# [What to produce]
Look through the data that follows and say how many of its lines contain "positive", giving the number only.

=== Section Start ===

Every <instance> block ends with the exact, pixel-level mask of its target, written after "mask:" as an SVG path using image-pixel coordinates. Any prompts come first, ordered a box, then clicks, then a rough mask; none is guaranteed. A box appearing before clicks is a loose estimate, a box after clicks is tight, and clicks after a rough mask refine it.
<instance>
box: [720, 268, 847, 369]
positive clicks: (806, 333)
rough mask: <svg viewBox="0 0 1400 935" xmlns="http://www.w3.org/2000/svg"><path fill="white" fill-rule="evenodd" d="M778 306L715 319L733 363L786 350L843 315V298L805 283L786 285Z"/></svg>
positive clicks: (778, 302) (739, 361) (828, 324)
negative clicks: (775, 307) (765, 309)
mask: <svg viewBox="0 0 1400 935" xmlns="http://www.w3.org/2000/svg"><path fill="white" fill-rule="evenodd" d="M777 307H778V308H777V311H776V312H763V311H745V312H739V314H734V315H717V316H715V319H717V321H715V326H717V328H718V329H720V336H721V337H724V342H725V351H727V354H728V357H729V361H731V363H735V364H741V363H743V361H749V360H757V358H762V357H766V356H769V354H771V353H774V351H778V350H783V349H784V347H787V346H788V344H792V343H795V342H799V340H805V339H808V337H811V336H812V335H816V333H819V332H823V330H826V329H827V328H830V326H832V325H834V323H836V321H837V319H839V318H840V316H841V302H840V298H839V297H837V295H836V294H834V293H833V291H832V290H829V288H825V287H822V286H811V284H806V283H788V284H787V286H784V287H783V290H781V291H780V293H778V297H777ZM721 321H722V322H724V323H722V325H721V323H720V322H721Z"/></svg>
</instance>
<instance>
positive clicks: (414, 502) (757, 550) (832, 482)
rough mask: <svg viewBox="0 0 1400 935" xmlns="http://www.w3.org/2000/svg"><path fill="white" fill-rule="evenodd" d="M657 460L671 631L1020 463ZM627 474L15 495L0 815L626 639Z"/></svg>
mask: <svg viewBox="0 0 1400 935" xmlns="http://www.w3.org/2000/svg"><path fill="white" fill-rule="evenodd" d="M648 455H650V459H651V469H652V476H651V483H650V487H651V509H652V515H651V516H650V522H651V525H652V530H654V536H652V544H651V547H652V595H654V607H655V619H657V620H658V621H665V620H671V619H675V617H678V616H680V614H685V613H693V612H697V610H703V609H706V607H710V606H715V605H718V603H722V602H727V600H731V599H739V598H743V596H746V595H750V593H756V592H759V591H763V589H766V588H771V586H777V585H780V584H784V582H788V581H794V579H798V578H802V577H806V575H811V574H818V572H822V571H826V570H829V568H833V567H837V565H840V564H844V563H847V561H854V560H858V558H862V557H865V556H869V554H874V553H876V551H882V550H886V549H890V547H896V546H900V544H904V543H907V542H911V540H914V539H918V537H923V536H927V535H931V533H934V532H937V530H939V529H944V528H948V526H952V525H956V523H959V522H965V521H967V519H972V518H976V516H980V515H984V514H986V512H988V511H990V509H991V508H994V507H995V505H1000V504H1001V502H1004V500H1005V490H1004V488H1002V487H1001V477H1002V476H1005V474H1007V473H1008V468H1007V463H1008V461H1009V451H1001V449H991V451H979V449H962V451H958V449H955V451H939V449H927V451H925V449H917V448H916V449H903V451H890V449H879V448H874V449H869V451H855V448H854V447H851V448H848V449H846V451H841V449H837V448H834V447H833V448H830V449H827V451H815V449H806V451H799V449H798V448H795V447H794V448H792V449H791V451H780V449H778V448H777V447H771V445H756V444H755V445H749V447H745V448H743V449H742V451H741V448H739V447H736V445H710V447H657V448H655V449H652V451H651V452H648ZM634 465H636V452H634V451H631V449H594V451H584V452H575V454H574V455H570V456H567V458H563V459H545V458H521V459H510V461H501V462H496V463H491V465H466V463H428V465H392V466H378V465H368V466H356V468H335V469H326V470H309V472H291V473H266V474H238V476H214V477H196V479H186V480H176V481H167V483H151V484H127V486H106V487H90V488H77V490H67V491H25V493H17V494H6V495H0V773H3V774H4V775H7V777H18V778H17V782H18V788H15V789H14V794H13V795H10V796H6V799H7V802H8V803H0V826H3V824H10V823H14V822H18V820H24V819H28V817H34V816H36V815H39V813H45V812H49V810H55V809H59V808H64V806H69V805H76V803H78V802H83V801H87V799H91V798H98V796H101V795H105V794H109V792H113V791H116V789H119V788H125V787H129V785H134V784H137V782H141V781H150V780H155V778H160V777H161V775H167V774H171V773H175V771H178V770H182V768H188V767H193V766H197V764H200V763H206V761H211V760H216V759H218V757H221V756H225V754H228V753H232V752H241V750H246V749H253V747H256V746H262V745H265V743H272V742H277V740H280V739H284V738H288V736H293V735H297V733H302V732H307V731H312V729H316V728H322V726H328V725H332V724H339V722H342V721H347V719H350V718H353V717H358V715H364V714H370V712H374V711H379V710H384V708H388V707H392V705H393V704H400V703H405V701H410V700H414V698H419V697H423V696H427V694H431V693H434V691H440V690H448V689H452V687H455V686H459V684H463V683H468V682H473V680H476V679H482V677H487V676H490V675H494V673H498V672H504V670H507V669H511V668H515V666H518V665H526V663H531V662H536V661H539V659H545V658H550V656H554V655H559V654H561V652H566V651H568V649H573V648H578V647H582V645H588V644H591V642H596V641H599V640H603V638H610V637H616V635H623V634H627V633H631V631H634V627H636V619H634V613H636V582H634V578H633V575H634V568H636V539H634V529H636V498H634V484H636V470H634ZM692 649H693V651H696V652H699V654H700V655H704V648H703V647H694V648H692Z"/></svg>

=== Section End ===

# [Completed exercise]
3